DATASET RECORDS Start Marker
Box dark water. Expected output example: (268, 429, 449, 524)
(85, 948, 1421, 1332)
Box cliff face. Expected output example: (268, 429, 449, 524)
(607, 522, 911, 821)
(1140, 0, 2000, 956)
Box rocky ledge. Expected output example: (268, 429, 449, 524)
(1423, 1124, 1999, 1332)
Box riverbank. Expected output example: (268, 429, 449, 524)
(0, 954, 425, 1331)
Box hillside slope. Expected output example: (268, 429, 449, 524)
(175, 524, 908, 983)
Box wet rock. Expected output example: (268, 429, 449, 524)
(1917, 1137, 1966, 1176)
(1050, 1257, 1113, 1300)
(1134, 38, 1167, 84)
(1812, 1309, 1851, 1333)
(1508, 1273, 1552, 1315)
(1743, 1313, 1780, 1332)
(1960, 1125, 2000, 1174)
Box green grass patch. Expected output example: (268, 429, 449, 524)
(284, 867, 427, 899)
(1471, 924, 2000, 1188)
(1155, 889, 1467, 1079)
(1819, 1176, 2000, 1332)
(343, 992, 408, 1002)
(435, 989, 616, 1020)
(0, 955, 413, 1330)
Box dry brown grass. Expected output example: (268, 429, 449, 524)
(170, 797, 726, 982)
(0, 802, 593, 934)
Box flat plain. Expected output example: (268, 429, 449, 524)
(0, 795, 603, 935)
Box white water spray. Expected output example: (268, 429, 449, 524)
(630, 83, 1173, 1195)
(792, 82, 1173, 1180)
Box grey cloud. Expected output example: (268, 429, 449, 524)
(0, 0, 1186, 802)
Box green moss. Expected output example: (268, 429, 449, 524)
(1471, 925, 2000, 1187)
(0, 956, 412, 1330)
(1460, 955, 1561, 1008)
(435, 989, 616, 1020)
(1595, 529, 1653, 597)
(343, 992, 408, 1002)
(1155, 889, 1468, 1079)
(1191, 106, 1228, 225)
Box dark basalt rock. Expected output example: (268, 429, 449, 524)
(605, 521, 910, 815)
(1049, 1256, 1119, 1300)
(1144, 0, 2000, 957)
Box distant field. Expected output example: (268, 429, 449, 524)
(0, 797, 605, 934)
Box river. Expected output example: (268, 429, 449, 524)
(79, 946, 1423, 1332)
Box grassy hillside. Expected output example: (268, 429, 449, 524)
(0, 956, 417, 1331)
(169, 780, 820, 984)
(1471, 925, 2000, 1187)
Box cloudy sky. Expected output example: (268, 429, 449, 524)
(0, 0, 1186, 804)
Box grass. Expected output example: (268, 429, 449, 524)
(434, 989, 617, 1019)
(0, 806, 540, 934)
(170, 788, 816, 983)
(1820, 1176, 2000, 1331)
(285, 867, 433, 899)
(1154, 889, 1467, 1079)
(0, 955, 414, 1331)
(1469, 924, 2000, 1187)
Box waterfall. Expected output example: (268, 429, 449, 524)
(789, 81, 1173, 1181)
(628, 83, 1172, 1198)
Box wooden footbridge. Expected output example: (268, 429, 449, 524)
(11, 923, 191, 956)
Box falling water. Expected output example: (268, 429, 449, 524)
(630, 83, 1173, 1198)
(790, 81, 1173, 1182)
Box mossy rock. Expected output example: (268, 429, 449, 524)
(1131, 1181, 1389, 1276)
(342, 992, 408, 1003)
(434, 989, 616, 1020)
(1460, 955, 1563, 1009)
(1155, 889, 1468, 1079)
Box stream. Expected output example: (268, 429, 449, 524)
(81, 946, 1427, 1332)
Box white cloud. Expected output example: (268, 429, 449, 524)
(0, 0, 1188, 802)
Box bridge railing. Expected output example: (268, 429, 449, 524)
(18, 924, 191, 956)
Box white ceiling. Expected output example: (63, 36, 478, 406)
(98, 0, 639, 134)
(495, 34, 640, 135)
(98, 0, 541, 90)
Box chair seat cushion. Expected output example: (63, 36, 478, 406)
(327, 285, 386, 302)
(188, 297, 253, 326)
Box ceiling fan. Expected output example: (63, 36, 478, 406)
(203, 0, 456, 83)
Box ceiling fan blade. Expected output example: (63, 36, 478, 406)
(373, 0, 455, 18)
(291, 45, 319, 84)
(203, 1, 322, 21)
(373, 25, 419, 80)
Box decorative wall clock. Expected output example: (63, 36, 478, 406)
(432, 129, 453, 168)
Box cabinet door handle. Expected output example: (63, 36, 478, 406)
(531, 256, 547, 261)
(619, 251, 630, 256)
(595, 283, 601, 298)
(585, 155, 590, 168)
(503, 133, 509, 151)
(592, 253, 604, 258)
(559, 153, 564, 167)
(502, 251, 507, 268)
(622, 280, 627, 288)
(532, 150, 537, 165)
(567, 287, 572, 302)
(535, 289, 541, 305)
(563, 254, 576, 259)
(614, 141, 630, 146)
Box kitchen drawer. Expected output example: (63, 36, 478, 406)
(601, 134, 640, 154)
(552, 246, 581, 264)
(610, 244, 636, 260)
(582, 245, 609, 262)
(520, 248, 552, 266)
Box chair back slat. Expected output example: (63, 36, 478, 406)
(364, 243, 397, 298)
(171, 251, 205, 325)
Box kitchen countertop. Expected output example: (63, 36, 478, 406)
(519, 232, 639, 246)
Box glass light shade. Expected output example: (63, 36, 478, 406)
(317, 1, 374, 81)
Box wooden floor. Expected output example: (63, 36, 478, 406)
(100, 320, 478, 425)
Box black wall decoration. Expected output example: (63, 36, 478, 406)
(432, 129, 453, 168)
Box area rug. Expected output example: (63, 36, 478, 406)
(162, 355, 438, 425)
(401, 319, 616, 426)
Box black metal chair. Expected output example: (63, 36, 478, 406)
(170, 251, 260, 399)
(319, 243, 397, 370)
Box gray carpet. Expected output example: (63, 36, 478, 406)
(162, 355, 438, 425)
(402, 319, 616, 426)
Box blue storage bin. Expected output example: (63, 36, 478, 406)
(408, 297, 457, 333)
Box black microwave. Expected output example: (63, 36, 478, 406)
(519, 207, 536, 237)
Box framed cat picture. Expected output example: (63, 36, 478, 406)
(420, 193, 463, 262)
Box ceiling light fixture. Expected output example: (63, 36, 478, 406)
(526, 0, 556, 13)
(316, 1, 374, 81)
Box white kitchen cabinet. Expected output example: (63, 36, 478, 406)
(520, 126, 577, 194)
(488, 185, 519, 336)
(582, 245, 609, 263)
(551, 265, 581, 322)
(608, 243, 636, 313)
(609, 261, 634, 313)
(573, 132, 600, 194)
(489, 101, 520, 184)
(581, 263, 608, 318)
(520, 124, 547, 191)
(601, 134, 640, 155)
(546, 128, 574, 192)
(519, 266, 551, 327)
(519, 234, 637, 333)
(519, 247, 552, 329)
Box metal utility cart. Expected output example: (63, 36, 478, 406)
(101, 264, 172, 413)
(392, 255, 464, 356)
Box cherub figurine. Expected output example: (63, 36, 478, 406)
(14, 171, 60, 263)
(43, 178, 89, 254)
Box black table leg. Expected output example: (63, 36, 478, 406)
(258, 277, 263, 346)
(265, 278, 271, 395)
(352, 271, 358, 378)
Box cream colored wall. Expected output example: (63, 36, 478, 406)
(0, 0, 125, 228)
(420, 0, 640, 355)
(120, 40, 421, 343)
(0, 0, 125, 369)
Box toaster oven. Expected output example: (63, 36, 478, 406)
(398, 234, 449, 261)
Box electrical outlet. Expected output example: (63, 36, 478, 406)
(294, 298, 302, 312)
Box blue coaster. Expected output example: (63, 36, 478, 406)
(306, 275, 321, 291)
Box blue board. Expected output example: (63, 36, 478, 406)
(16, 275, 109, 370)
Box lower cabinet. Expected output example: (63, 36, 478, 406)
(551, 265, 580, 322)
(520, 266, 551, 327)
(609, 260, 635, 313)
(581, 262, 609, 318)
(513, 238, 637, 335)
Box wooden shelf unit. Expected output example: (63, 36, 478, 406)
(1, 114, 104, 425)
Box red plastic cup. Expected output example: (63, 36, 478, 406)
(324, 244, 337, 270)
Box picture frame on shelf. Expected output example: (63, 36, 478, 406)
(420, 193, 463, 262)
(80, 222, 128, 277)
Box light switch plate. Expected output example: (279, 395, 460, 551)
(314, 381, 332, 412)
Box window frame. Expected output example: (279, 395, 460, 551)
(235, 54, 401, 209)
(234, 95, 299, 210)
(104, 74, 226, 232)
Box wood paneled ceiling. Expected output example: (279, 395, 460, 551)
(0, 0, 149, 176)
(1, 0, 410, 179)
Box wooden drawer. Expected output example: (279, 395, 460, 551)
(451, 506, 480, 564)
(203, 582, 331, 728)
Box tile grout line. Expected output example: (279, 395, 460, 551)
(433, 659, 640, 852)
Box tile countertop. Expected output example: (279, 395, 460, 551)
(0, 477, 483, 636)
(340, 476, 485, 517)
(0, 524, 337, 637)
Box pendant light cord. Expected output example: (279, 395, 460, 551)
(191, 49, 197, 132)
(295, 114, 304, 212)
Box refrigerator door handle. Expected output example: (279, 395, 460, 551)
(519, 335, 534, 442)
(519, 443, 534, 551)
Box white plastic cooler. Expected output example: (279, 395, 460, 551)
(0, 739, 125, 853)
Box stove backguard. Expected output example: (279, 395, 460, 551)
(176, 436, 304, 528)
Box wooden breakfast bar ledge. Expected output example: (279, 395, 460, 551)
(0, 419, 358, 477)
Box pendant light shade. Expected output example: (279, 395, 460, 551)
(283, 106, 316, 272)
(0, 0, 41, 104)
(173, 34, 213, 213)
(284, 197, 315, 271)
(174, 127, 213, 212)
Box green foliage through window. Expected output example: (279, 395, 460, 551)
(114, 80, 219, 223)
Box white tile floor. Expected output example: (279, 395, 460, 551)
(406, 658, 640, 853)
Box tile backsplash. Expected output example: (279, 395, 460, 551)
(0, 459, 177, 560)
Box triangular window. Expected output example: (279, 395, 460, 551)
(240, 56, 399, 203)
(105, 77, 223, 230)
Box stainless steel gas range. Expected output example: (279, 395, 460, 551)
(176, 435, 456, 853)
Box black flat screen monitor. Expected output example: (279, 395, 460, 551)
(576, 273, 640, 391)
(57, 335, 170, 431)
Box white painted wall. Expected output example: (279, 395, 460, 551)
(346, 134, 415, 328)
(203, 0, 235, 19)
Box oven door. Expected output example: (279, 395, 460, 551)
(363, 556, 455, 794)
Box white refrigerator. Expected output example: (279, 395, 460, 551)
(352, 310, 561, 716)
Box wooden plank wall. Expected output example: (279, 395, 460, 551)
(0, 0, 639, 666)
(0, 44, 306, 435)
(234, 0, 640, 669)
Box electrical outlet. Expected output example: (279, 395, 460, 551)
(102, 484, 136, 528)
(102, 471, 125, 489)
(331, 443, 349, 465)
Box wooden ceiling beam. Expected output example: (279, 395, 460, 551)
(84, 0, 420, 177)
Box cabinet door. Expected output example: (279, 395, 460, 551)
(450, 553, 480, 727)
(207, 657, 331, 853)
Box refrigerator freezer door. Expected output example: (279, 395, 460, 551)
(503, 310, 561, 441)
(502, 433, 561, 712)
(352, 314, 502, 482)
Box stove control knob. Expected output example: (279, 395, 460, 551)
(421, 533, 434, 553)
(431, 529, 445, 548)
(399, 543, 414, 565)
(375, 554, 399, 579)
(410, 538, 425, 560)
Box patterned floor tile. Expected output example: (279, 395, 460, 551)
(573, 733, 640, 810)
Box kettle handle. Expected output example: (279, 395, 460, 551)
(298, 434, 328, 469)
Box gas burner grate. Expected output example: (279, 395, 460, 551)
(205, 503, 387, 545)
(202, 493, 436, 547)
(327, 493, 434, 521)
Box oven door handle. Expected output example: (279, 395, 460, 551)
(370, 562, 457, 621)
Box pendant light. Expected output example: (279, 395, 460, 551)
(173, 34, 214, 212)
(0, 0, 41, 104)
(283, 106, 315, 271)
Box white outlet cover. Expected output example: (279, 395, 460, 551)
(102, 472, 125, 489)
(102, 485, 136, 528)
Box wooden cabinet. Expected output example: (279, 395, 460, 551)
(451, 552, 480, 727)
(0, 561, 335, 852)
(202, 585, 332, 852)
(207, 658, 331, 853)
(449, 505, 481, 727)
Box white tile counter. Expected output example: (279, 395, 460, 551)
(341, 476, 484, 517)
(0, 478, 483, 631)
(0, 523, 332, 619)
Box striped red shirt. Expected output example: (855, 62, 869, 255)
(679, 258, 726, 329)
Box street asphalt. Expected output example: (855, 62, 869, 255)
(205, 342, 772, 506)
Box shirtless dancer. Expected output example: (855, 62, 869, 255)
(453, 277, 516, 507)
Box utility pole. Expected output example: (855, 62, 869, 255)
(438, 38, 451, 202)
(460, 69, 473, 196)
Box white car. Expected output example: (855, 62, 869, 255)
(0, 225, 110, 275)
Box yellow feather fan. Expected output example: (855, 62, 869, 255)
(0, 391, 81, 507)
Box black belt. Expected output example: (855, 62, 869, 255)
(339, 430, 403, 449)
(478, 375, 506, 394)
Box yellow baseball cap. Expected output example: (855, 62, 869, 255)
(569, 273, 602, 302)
DATASET RECORDS End Marker
Only a word-for-word repetition of the lines from the one containing "Box shirtless dancer." to the final line of the data above counts as the answer.

- _EXERCISE OUTPUT_:
Box shirtless dancer. Expected output example: (855, 62, 869, 255)
(453, 277, 516, 507)
Box utility pole. Expected output example: (855, 62, 869, 255)
(438, 38, 451, 202)
(460, 69, 473, 196)
Box white car. Expected output example: (855, 62, 869, 255)
(0, 225, 110, 275)
Box yellow feather fan. Expected output example: (855, 62, 869, 255)
(0, 391, 81, 507)
Box black belt. Expected output example: (855, 62, 869, 255)
(339, 430, 403, 449)
(478, 375, 506, 394)
Box yellow baseball cap. Expected output example: (855, 62, 869, 255)
(569, 273, 602, 302)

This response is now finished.